▸ **Given task**: Pull out each line in the items below that contains the word "every", and copy those lines in full.

▸ **Provided records**:

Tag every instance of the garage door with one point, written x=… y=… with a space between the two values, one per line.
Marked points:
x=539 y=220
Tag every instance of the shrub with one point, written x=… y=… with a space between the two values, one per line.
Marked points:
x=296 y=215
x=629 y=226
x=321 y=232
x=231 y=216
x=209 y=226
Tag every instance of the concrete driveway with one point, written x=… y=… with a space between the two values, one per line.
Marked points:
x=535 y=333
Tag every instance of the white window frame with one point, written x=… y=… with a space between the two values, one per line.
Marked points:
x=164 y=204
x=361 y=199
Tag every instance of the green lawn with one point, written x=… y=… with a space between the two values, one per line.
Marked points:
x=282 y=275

==

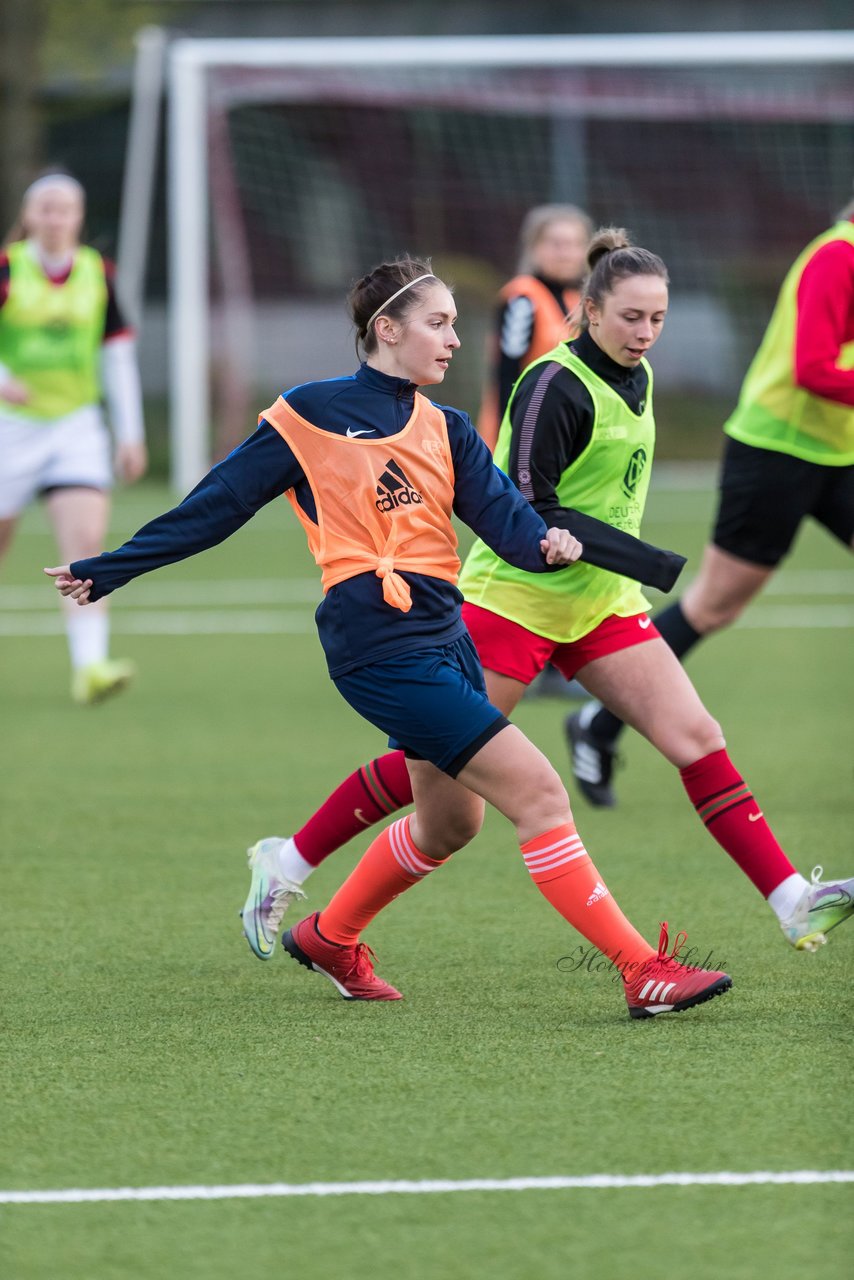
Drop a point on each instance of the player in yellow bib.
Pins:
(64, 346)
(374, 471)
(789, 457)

* * *

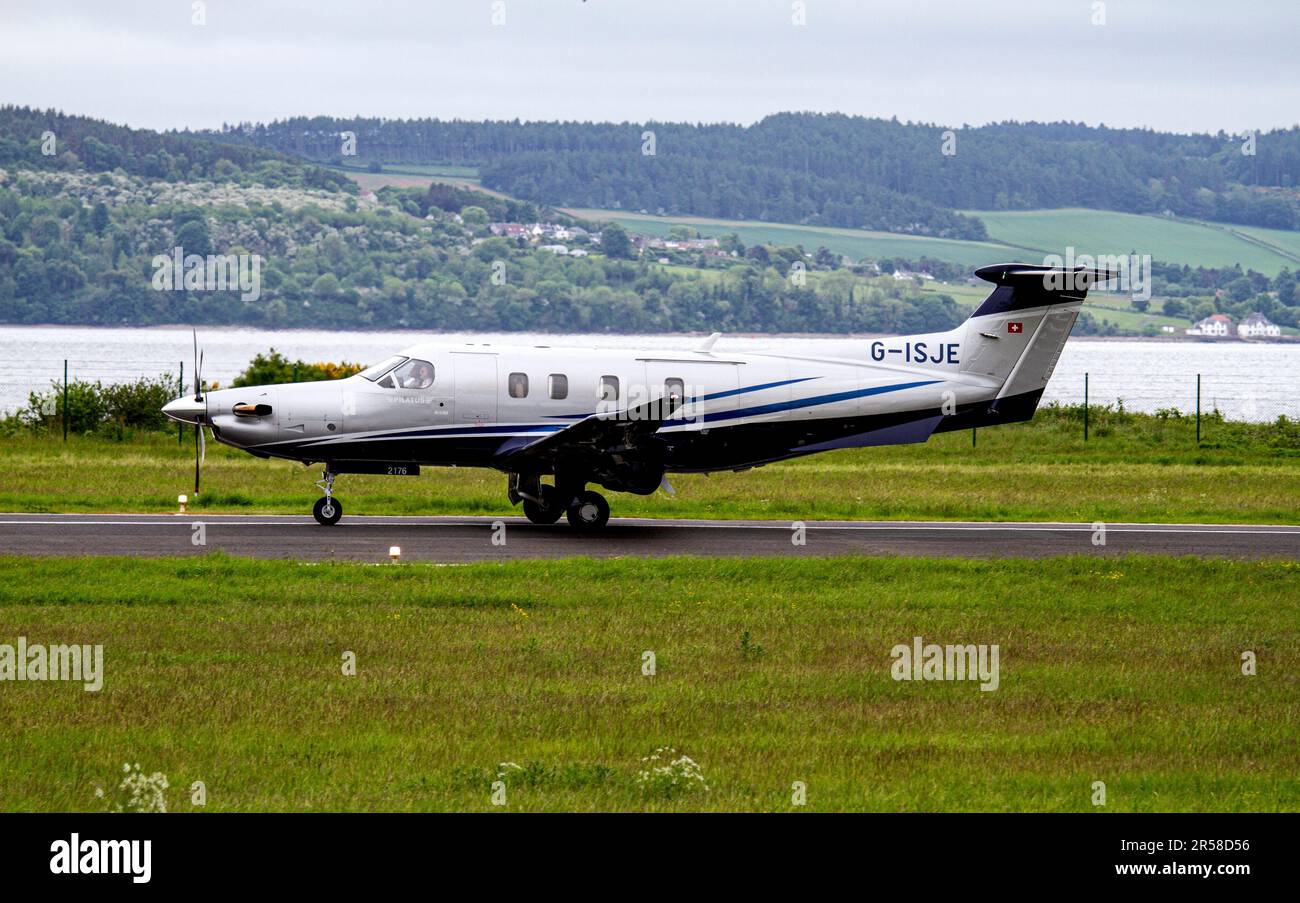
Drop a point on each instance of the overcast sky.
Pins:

▸ **Exercise solution**:
Tag every instance of the garage door with one point, written x=… y=… with a space between the two values, one per line.
Tag every instance of the shrub with one point, written x=… y=… with a space between the two values, one per line.
Tag every instance of the concrete driveway with one point, written x=… y=… with a space between the two values, one per line.
Tag every instance of the white window frame with one point, written x=… y=… with a space between the two values, one per line.
Tag every instance of the green lawn with one point, written x=… y=… with a space between the two values, one per line.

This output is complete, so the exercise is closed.